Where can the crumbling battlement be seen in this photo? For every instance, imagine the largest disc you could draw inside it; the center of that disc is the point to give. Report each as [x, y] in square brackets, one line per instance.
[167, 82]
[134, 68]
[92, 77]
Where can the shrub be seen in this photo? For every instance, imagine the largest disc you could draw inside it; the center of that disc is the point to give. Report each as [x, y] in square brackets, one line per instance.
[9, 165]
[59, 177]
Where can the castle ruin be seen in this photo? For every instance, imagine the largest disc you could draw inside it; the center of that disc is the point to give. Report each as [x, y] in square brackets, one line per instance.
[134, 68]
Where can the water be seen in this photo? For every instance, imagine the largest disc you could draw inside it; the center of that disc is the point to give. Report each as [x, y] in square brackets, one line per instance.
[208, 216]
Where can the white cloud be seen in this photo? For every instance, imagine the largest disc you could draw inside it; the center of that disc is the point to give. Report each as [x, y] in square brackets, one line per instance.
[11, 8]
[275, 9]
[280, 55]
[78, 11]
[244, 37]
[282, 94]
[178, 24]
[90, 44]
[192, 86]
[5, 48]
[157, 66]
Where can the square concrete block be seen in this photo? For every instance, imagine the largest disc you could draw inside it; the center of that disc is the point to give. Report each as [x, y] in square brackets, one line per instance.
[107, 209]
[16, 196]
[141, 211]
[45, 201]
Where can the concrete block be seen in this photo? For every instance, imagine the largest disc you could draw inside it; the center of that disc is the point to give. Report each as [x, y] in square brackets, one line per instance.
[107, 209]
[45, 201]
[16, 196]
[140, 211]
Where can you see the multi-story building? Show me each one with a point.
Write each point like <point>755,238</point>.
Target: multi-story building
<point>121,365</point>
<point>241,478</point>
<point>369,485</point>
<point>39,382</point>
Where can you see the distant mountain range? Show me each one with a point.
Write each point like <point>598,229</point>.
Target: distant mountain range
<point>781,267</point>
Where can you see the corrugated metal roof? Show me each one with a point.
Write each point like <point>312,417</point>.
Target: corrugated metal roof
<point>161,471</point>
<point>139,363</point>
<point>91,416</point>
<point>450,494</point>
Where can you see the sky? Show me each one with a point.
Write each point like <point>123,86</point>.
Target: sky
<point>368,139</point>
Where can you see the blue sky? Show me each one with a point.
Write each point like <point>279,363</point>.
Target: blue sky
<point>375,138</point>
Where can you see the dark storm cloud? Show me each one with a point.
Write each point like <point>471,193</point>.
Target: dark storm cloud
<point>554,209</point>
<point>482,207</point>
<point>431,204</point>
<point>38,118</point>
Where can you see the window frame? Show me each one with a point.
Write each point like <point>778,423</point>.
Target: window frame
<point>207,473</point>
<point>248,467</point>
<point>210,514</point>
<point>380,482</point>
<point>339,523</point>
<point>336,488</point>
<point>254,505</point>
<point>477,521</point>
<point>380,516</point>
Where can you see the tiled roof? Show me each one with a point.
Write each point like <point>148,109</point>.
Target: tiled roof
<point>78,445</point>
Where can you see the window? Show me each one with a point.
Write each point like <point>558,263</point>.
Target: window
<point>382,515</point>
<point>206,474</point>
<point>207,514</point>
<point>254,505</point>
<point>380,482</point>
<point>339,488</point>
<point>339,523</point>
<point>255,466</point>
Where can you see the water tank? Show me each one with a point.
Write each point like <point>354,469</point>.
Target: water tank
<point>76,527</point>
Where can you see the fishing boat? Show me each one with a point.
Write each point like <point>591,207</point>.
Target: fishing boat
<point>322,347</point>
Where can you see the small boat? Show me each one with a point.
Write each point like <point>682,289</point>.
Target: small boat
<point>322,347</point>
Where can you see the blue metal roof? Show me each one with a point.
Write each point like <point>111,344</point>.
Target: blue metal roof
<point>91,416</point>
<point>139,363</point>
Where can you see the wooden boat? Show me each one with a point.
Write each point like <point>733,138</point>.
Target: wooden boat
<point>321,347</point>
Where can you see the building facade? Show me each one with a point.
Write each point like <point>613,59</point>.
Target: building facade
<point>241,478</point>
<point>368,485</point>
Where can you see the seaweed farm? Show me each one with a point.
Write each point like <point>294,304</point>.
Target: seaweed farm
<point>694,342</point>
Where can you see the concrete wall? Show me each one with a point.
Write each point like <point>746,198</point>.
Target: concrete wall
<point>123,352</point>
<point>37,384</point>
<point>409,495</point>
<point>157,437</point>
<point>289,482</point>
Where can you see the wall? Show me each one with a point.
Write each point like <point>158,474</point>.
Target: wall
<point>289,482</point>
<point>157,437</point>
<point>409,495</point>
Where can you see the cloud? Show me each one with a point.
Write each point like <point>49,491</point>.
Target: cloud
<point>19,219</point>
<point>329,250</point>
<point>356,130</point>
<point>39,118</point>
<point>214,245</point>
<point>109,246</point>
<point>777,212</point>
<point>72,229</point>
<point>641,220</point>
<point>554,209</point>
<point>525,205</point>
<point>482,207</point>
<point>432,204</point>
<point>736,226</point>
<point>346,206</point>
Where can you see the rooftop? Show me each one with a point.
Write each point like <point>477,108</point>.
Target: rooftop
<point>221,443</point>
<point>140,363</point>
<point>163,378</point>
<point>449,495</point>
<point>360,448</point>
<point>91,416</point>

□ □ □ □ □ □ □

* [EXERCISE BRIEF]:
Nothing should be dropped: transcribe all the material exactly.

* [RESPONSE]:
Where can the crumbling battlement be seen in this photo? For every instance, imagine the largest disc you could draw inside it; the center of that disc is the point to give. Report each as [x, y] in square brackets, one line per instance.
[167, 82]
[134, 68]
[92, 77]
Where can the shrub be seen in this photo? For every instance, imagine the largest disc you could draw inside it; the center of that disc is the point to give. Report each as [x, y] in square brackets, one line per instance.
[9, 165]
[59, 177]
Where can the castle ruin be seen in this photo? For every instance, imagine the largest disc you could draw inside it; the center of that disc is the point to give. Report each as [x, y] in square brackets, one line per instance.
[134, 68]
Where can the water be seen in this photo? For every instance, imagine the largest disc you could draw inside it; the center of that disc is the point to give. Report each as [x, y] in square brackets, one line per instance.
[208, 216]
Where can the white cloud be seen in this photo? For every instance, imagine the largest disc you could draw inside it; the center of that disc is the point to give. Report each as [x, y] in square brackets, one line per instance.
[11, 8]
[275, 9]
[280, 55]
[78, 11]
[244, 37]
[282, 94]
[178, 24]
[90, 44]
[192, 86]
[5, 48]
[157, 66]
Where can the square concrete block be seen in this photo? For every instance, imagine the largest disc you could draw inside it; the center of that disc is the point to give. Report each as [x, y] in square brackets, one line per instance.
[107, 209]
[16, 196]
[141, 211]
[45, 201]
Where can the concrete block be seen in this photo? For every instance, imagine the largest disc you could draw inside it; the center of that disc is the point to give. Report each as [x, y] in square brackets, one line per instance.
[107, 209]
[45, 201]
[16, 196]
[140, 211]
Where can you see the multi-story building? Show me each one with a point.
Write each point like <point>755,238</point>.
Target: multi-story building
<point>121,365</point>
<point>241,478</point>
<point>369,485</point>
<point>39,382</point>
Where can you see the distant mountain range? Show me each one with a point.
Write each point like <point>598,229</point>.
Target: distant mountain range
<point>781,267</point>
Where can you see the corrugated metal roof? Show me each one with a point.
Write each point like <point>312,417</point>.
Target: corrugated metal roof
<point>161,471</point>
<point>139,363</point>
<point>91,416</point>
<point>450,494</point>
Where can you see the sky? Show me each one with a point.
Write each point like <point>123,86</point>.
Target: sky
<point>368,139</point>
Where can you see the blue sky? Show me each one with a point.
Write each point like <point>279,363</point>.
Target: blue sky
<point>375,138</point>
Where can you see the dark storm cloud? Show me each one with a point.
Write each point like <point>471,193</point>.
Target: dark storm cloud
<point>554,209</point>
<point>482,207</point>
<point>431,204</point>
<point>38,118</point>
Where can you see the window frame? Show me each one with a point.
Write each point like <point>778,423</point>.
Target: window frame
<point>207,473</point>
<point>248,467</point>
<point>210,514</point>
<point>380,482</point>
<point>339,523</point>
<point>336,488</point>
<point>254,505</point>
<point>477,521</point>
<point>380,516</point>
Where can you see the tiled roof? Show me each one with a point.
Write each point like <point>148,109</point>.
Target: tiled roof
<point>78,445</point>
Where can you see the window? Show me each one with a point.
Write each point like <point>558,263</point>.
Target: window
<point>382,515</point>
<point>206,474</point>
<point>207,514</point>
<point>254,505</point>
<point>380,482</point>
<point>339,488</point>
<point>339,523</point>
<point>255,466</point>
Where can you see the water tank? Show me each one with a point.
Write each point like <point>354,469</point>.
Target: water tank
<point>76,527</point>
Where can you see the fishing boat? Show me each one with a point.
Write each point like <point>591,207</point>.
Target: fishing boat
<point>322,347</point>
Where can you see the small boat? Show me each one with a point.
Write each point like <point>682,289</point>.
Target: small boat
<point>322,347</point>
Where can you see the blue metal roof? Show me each one with a point.
Write each point like <point>111,344</point>.
Target: blue metal roof
<point>91,416</point>
<point>139,363</point>
Where can you see the wooden boat? Show me each one with a point.
Write each point like <point>733,138</point>.
Target: wooden boat
<point>321,347</point>
Where can you see the building facade? Show me each one with a point.
Write each point like <point>613,59</point>.
Target: building facade
<point>241,478</point>
<point>368,485</point>
Where can you see the seaweed farm? Show me each one with a point.
Write each point like <point>294,304</point>.
Target: seaweed farm
<point>694,342</point>
Where can you see the concrete wall? Show me each one with a point.
Write each point like <point>746,198</point>.
Target: concrete wall
<point>123,352</point>
<point>37,384</point>
<point>409,495</point>
<point>157,437</point>
<point>289,482</point>
Where can you see the wall? Show me each one with a point.
Write each point like <point>158,474</point>.
Target: wall
<point>289,482</point>
<point>157,437</point>
<point>409,495</point>
Where can you see the cloud? Show me each one with a point.
Write each point like <point>49,491</point>.
Target: cloud
<point>19,219</point>
<point>329,250</point>
<point>356,130</point>
<point>39,118</point>
<point>214,245</point>
<point>109,246</point>
<point>777,212</point>
<point>72,229</point>
<point>641,220</point>
<point>554,209</point>
<point>525,205</point>
<point>482,207</point>
<point>432,204</point>
<point>736,226</point>
<point>346,206</point>
Where can you see the rooftop? Show me each one with a point.
Write each point like <point>477,108</point>.
Target: rooftop
<point>221,443</point>
<point>140,363</point>
<point>163,378</point>
<point>449,495</point>
<point>360,448</point>
<point>91,416</point>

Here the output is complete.